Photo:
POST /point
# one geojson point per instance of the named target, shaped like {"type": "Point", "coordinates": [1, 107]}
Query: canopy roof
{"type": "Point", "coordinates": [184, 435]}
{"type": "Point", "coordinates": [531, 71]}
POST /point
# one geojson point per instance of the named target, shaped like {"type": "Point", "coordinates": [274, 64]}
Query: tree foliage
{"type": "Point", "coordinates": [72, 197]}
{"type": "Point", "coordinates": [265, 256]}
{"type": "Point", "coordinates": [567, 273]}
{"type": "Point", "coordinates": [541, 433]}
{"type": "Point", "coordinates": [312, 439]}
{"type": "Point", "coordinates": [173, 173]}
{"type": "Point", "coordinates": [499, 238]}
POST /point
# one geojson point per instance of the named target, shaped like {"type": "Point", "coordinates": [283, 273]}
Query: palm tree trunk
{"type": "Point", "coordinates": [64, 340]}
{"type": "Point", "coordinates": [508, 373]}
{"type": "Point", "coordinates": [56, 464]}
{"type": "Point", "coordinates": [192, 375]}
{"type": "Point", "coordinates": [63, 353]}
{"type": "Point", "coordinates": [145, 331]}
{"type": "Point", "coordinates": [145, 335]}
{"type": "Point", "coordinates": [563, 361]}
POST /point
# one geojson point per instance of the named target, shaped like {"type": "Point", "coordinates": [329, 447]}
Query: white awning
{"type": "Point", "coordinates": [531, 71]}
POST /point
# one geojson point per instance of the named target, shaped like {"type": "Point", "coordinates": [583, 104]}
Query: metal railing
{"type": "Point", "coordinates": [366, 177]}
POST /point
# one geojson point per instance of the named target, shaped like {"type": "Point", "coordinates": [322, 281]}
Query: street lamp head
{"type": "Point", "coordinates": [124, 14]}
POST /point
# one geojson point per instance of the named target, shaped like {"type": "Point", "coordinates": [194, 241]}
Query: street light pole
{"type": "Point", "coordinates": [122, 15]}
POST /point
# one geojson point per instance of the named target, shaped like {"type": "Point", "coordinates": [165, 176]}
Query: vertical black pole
===
→ **Task**
Extract the complete set of records unchanged.

→ **Complete response**
Photo:
POST /point
# one geojson point per instance of the named target, shaped like {"type": "Point", "coordinates": [1, 107]}
Query: canopy roof
{"type": "Point", "coordinates": [184, 435]}
{"type": "Point", "coordinates": [531, 71]}
POST /point
# one geojson point per instance of the named target, shaped like {"type": "Point", "coordinates": [274, 64]}
Query: tree foliage
{"type": "Point", "coordinates": [72, 197]}
{"type": "Point", "coordinates": [265, 256]}
{"type": "Point", "coordinates": [567, 273]}
{"type": "Point", "coordinates": [541, 433]}
{"type": "Point", "coordinates": [312, 439]}
{"type": "Point", "coordinates": [173, 173]}
{"type": "Point", "coordinates": [499, 238]}
POST /point
# one geojson point per instance of the named target, shaped like {"type": "Point", "coordinates": [283, 273]}
Query: palm tree trunk
{"type": "Point", "coordinates": [64, 340]}
{"type": "Point", "coordinates": [508, 373]}
{"type": "Point", "coordinates": [56, 464]}
{"type": "Point", "coordinates": [192, 375]}
{"type": "Point", "coordinates": [63, 353]}
{"type": "Point", "coordinates": [145, 331]}
{"type": "Point", "coordinates": [145, 335]}
{"type": "Point", "coordinates": [563, 361]}
POST /point
# one geojson point per instance of the named target, shaped like {"type": "Point", "coordinates": [329, 447]}
Query: white awning
{"type": "Point", "coordinates": [531, 71]}
POST /point
# one geojson point per instance of the named target, shaped like {"type": "Point", "coordinates": [583, 104]}
Query: metal railing
{"type": "Point", "coordinates": [366, 177]}
POST /point
# one geojson point per instance of the named target, shaped like {"type": "Point", "coordinates": [322, 281]}
Query: street lamp head
{"type": "Point", "coordinates": [124, 14]}
POST /point
# one geojson point per instance of the named target, shaped like {"type": "Point", "coordinates": [194, 241]}
Query: street light pole
{"type": "Point", "coordinates": [122, 15]}
POST /point
# one geojson point per instance of the named target, shaped like {"type": "Point", "coordinates": [165, 176]}
Query: vertical black pole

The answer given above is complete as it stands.